• **TEXT DER SEITE**
____

Lena: Ja, das ist auch möglich. Für mich wirkte es eher wie ein Herausfallen aus der Rolle, weil sich die anderen Spieler*innen danach bei ihr erkundigt haben, ob alles ok ist.

Julia: Das war für mich ein Indiz für den unterstützenden Umgang, den die Gruppe miteinander hatte. Es stehen zwar auch kurz einzelne Schauspieler*innen im Fokus, aber im Ganzen ging es für mich um die Gruppe als harmonische, sehr gut koordinierte Einheit.

Zwei Darsteller*innen stehen von den anderen Mitglieder*innen des Kollektivs umzingelt auf einer Box auf der Bühne. Eine*r in Tüll gehüllt, andere*r vorlesend mit einem Zettel in der Hand. Peter Janssen sitzt hinter seinem Synthesizer, gekleidet in Jogginghose und Pelzmantel, und performt.
Theater Stap bei der Vorpremiere von „Sea of Love” als Teil von „Het Kraakpand“ in Berlin, Foto: Michael Bause

Lena: Das ging mir ähnlich. An der Verwendung des titelgebenden Songs „Sea of Love“ von Phil Phillips hat sich das für mich ebenfalls gezeigt. Er wurde immer wieder in verschiedenen Tempi und Versionen eingespielt: zunächst leise im Hintergrund wie von einem Handy abgespielt, dann laut von den Lautsprechern auf der Bühne, teilweise wurde dazu getanzt und gesungen. Das Lied zog sich fast wie ein roter Faden durch den ersten Teil der Aufführung. Es folgte ein Remix, in dem alle Passagen verzerrt zu dem gesamten Song zusammengefügt wurden. Mit diesem Aufbau wurden auf der Klangebene auch viele Stimmen zu einem gemeinsamen Kanon.

____

• **LISTE**
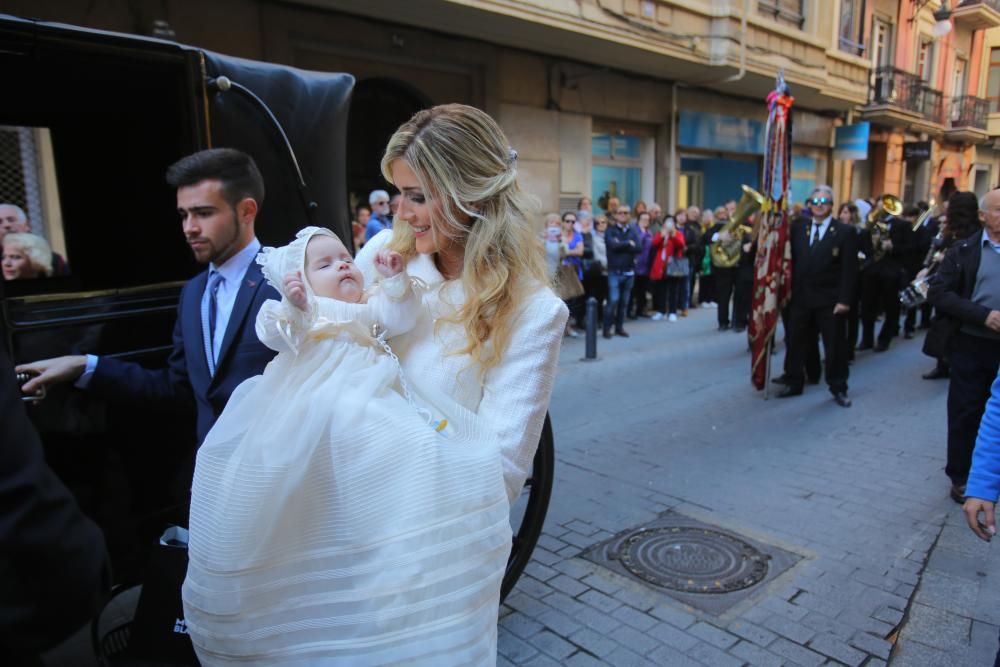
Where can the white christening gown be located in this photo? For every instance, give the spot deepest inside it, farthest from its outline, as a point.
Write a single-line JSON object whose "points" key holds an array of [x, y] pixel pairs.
{"points": [[330, 523]]}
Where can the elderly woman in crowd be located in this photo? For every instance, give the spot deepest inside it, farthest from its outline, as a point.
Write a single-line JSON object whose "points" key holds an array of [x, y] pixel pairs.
{"points": [[706, 284], [26, 256], [637, 305]]}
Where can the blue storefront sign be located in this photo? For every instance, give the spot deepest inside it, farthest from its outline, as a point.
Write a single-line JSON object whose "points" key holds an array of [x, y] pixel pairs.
{"points": [[722, 133], [851, 142]]}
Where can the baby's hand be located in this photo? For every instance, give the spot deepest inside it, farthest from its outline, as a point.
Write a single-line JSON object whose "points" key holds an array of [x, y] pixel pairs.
{"points": [[388, 262], [296, 289]]}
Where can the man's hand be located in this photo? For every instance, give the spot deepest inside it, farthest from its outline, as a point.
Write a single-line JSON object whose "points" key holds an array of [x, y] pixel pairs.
{"points": [[972, 507], [295, 289], [993, 320], [54, 371], [388, 263]]}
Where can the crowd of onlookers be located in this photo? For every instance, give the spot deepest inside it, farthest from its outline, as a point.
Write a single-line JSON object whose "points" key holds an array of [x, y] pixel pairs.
{"points": [[637, 262], [917, 267]]}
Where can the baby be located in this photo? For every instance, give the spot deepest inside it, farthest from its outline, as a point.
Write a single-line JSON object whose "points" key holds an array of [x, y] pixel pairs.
{"points": [[323, 490]]}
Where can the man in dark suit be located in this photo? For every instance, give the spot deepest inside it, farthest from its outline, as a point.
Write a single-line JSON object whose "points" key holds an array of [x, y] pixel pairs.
{"points": [[966, 289], [53, 562], [824, 271], [884, 275], [215, 346]]}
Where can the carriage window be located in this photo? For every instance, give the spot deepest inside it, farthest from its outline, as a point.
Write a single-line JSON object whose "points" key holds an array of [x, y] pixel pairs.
{"points": [[31, 226]]}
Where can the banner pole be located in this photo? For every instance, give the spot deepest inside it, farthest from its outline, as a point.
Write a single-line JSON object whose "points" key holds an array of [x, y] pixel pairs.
{"points": [[768, 349]]}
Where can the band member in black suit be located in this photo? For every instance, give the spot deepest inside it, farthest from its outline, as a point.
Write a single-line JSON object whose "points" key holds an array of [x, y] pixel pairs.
{"points": [[824, 272], [923, 238], [727, 278], [884, 275]]}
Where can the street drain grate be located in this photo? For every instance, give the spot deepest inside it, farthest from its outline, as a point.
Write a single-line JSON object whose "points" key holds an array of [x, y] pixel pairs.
{"points": [[698, 564]]}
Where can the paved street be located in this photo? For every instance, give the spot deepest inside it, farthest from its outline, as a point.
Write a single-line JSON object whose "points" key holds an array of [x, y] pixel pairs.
{"points": [[667, 420]]}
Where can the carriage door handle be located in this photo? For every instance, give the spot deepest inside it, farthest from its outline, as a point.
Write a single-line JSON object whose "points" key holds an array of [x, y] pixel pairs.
{"points": [[33, 398]]}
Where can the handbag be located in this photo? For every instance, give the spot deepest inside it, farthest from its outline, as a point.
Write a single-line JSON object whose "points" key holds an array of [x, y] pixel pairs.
{"points": [[677, 267], [158, 630], [567, 283]]}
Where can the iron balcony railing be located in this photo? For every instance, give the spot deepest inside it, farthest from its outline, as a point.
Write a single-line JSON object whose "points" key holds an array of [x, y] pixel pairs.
{"points": [[995, 4], [969, 111], [907, 91]]}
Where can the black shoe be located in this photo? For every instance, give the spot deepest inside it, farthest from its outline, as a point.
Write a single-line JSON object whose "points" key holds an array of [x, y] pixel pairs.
{"points": [[936, 373], [957, 493], [788, 392]]}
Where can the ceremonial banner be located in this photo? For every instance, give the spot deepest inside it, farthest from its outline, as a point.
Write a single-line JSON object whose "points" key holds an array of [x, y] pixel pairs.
{"points": [[772, 285]]}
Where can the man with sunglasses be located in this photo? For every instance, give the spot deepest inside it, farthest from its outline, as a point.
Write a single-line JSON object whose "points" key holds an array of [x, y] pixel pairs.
{"points": [[824, 273], [623, 244]]}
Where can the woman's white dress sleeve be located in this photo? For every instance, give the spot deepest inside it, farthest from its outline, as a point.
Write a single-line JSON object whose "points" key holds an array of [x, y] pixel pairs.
{"points": [[516, 393]]}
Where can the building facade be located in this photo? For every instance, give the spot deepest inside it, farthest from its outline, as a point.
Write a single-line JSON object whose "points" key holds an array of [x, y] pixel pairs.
{"points": [[929, 118], [643, 99]]}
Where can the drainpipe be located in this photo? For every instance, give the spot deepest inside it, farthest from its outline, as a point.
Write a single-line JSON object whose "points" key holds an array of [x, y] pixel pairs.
{"points": [[743, 46], [672, 179]]}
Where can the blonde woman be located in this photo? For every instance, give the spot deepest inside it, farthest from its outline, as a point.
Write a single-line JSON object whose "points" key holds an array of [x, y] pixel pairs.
{"points": [[26, 256], [482, 354], [487, 341]]}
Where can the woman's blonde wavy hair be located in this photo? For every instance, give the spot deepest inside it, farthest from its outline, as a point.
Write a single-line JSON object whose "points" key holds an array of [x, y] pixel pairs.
{"points": [[35, 248], [463, 161]]}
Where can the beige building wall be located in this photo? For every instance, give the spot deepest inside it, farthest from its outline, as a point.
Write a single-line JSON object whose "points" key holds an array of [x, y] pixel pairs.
{"points": [[551, 71]]}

____

• **AUFGABEN**
[1] Wer singt laut dem Gespräch über „Sea of Love“ den Song, der dem Stück den Titel gibt?
[2] Gib aus dem Gespräch über „Sea of Love“ alles von „Julia: Das war“ bis hinunter zu „gut koordinierte Einheit.“ wortgetreu wieder.

• **LÖSUNGEN UNTEN**
[1] Phil Phillips.

[2]
Julia: Das war für mich ein Indiz für den unterstützenden Umgang, den die Gruppe miteinander hatte. Es stehen zwar auch kurz einzelne Schauspieler*innen im Fokus, aber im Ganzen ging es für mich um die Gruppe als harmonische, sehr gut koordinierte Einheit.